Prompt: Count the lines in the records below: how many contain the string "target"? Reply with the number alone.

● ● ● ● ● ● ●

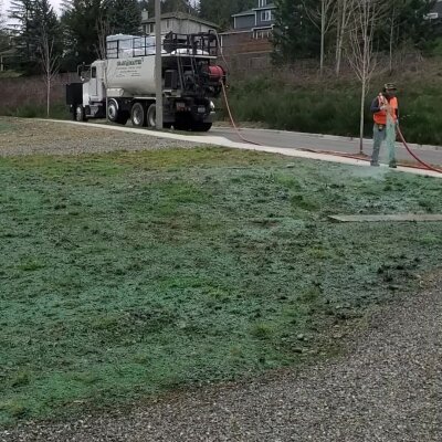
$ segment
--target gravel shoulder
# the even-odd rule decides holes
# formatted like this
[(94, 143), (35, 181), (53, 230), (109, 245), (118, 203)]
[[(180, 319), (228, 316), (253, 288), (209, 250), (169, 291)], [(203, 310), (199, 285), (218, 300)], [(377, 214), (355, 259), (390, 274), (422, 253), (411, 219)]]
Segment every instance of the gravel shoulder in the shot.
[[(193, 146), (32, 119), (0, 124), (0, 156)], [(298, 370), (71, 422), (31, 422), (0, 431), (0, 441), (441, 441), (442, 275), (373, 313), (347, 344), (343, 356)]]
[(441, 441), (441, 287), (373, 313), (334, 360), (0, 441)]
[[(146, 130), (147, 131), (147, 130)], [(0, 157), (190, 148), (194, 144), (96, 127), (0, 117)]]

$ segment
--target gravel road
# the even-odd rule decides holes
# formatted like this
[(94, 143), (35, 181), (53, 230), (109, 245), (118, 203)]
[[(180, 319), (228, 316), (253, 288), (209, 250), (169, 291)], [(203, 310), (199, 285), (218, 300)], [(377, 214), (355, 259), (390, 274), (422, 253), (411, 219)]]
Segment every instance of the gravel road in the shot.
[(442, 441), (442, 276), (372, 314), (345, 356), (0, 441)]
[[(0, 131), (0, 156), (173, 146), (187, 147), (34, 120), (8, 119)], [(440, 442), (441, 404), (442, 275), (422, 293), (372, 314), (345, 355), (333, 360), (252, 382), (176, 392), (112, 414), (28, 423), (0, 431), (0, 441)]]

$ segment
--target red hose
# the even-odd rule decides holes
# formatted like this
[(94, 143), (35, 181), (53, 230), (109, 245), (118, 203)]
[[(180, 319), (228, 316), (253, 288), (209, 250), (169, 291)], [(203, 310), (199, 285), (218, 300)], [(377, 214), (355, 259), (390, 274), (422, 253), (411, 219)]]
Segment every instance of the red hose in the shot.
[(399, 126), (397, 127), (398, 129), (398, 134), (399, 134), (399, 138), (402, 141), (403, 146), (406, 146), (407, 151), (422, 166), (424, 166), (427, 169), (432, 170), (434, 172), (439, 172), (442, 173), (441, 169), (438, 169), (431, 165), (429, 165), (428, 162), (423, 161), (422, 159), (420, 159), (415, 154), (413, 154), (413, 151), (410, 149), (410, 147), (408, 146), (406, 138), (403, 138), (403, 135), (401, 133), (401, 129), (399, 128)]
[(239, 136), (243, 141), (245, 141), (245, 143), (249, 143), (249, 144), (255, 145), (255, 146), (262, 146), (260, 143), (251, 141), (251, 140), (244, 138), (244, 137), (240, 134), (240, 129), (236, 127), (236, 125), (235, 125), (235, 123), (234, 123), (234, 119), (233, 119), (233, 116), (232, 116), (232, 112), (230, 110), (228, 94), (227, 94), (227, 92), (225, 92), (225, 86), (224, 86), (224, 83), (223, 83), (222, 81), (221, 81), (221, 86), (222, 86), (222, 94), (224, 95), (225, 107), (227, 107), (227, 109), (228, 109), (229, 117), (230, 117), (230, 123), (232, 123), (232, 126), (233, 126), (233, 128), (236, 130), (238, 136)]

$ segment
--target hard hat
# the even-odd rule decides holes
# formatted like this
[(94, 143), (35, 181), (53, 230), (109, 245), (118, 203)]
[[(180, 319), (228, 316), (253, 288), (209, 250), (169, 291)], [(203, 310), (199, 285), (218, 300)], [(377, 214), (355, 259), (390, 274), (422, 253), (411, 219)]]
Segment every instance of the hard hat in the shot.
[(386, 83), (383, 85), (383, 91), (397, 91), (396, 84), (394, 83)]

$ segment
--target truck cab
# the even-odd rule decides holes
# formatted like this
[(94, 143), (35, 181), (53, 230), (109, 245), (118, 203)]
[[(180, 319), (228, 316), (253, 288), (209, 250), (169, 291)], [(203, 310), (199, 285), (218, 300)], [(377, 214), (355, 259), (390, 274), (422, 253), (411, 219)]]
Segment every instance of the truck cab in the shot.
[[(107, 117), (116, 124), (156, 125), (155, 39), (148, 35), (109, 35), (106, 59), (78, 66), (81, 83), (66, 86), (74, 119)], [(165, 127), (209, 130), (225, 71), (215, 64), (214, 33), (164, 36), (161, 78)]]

● ● ● ● ● ● ●

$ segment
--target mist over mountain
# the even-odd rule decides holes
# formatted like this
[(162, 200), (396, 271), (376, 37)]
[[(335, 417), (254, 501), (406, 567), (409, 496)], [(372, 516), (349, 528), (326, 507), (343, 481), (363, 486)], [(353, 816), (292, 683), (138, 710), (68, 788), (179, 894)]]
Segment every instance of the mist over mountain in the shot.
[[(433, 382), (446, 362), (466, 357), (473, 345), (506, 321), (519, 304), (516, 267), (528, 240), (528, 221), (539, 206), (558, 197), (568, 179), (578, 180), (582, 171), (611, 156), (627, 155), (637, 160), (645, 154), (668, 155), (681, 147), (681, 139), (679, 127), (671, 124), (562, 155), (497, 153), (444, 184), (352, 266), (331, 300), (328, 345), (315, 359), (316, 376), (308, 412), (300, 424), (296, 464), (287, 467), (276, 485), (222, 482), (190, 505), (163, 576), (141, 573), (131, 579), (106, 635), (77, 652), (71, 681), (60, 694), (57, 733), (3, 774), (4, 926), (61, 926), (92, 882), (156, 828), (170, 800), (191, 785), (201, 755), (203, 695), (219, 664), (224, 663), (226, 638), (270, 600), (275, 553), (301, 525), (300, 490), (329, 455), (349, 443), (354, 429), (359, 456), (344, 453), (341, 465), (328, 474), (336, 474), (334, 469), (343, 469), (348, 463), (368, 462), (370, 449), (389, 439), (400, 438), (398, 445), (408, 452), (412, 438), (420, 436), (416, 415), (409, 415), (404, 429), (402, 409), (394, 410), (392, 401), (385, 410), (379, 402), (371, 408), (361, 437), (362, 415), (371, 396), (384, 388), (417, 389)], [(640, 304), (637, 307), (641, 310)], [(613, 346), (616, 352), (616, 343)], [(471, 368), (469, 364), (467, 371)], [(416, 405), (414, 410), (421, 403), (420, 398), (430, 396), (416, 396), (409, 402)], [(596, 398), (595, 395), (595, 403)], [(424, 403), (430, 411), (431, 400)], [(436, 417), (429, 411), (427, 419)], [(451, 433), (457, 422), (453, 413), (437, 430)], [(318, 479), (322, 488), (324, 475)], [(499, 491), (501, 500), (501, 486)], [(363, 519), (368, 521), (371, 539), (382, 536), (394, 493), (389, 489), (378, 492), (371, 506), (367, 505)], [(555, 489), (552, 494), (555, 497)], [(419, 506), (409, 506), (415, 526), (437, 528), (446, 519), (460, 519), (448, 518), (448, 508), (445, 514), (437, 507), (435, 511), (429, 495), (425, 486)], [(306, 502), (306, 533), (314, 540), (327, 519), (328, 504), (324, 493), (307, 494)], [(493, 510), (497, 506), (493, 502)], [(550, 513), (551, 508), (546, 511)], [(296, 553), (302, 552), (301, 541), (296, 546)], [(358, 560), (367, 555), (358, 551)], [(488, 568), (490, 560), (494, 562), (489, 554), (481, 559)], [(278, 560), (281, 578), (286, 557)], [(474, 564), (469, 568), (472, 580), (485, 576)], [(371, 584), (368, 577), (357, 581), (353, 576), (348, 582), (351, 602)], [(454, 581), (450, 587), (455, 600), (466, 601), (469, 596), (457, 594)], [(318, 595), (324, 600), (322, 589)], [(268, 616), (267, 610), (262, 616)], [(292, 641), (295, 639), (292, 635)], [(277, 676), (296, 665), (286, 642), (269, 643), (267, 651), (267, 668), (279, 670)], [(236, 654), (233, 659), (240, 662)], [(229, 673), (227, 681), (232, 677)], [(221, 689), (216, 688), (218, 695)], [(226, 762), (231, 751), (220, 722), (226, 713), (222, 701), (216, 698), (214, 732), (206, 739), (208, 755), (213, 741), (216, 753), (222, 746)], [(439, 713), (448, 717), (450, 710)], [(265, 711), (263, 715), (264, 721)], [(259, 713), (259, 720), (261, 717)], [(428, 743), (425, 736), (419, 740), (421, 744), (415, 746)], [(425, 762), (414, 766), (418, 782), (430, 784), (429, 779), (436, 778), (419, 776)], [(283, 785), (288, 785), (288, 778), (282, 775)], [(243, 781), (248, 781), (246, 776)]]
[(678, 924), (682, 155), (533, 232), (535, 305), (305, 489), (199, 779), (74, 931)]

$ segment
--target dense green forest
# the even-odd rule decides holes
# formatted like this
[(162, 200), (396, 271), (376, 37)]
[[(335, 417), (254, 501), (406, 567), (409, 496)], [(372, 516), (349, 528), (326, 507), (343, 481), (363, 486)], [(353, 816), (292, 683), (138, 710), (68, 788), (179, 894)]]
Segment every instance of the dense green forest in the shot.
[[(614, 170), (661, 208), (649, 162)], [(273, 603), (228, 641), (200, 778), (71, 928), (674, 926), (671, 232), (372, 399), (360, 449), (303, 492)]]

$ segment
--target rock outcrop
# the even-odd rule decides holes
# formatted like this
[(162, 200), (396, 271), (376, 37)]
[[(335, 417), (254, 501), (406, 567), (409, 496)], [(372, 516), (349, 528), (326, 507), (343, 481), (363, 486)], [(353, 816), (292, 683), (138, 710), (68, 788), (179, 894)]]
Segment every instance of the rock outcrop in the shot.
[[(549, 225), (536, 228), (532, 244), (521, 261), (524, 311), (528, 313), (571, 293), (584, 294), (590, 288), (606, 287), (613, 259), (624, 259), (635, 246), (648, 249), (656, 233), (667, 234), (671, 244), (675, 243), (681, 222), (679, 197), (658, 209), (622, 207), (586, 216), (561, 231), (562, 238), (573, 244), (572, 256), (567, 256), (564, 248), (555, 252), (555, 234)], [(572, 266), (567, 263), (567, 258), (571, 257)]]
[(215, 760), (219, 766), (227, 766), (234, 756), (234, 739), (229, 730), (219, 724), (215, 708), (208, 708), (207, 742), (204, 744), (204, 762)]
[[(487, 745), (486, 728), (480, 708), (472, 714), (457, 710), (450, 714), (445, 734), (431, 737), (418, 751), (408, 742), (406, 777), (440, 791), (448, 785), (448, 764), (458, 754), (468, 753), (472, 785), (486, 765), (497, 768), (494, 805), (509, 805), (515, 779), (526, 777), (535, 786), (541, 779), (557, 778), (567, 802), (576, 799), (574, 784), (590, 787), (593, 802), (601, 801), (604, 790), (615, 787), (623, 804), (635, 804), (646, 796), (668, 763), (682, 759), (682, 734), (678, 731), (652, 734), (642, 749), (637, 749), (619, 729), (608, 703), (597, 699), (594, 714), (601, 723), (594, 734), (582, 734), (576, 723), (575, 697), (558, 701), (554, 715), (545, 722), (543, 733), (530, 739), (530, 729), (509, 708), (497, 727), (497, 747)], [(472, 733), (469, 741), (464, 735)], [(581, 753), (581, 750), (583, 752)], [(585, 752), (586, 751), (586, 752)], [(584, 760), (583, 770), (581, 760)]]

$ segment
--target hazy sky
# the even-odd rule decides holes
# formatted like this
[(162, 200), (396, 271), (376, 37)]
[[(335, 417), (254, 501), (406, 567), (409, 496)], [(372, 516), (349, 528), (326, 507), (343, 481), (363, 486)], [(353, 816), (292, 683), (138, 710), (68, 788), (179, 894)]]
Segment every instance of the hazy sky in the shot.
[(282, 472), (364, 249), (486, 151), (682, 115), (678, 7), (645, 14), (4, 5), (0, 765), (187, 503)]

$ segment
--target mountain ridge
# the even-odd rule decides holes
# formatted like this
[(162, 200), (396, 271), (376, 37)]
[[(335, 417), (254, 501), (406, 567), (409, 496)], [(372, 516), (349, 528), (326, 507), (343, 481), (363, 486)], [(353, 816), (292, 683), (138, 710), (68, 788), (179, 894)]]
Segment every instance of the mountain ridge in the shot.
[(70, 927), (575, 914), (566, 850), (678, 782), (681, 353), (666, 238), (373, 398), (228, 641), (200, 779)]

● ● ● ● ● ● ●

Output of the task: 10